> **TRECHO DE ORIGEM**
A vulnerabilidade criativa está justamente em atrasar o julgamento para que aquele conhecimento fique 'em suspenso', balançando como que 'dependurado em um despenhadeiro'. É claro que a partir daí podem surgir desconfortos relativos à incerteza.





A vergonha do erro

Pesquisando na web encontrei um artigo muito interessante no site Innovation Excellence (*³) e que me chamou a atenção quando a autora, Josie Gibson, compara a presença de erros em laboratórios científicos e no mundo empresarial. Dependendo da magnitude do erro, convenhamos, o estigma que ele vai gerar é muito maior nas empresas.

> **MATERIAL FORNECIDO**
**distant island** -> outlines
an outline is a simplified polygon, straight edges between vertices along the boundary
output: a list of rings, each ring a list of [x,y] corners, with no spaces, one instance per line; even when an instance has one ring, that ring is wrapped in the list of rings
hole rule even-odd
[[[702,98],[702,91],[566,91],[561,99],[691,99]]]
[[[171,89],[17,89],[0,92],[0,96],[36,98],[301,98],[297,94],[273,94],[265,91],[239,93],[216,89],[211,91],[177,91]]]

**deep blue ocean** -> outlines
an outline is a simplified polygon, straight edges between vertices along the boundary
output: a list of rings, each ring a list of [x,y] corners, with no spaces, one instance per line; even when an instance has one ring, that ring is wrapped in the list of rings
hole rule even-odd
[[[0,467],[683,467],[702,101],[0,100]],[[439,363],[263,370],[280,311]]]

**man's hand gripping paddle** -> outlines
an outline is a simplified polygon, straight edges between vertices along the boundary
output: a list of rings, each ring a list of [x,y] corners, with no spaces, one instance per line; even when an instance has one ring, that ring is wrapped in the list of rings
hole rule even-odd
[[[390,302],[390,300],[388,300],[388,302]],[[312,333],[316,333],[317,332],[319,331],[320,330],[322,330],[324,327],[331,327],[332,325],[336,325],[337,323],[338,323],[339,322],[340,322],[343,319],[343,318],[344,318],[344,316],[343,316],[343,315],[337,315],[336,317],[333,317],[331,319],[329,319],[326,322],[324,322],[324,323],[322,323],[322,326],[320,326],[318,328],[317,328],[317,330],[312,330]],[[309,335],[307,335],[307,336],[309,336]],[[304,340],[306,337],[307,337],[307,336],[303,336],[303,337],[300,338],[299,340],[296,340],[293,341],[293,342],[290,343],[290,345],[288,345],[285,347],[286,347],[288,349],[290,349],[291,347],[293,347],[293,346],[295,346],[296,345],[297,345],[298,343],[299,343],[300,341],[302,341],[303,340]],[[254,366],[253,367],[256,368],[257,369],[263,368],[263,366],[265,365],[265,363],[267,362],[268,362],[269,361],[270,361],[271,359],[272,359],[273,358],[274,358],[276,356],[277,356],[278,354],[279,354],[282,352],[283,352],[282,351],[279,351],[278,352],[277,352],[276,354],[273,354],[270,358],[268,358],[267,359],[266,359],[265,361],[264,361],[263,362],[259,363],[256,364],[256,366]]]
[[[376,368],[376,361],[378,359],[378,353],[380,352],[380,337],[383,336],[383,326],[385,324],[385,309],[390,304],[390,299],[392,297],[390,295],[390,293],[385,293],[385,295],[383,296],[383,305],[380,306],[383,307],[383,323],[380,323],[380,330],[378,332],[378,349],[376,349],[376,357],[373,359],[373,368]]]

> **O QUE FAZER**
Reproduza o trecho de origem inteiro, sem nenhuma alteração.

> **RESULTADO DO EXERCÍCIO**
A vulnerabilidade criativa está justamente em atrasar o julgamento para que aquele conhecimento fique 'em suspenso', balançando como que 'dependurado em um despenhadeiro'. É claro que a partir daí podem surgir desconfortos relativos à incerteza.





A vergonha do erro

Pesquisando na web encontrei um artigo muito interessante no site Innovation Excellence (*³) e que me chamou a atenção quando a autora, Josie Gibson, compara a presença de erros em laboratórios científicos e no mundo empresarial. Dependendo da magnitude do erro, convenhamos, o estigma que ele vai gerar é muito maior nas empresas.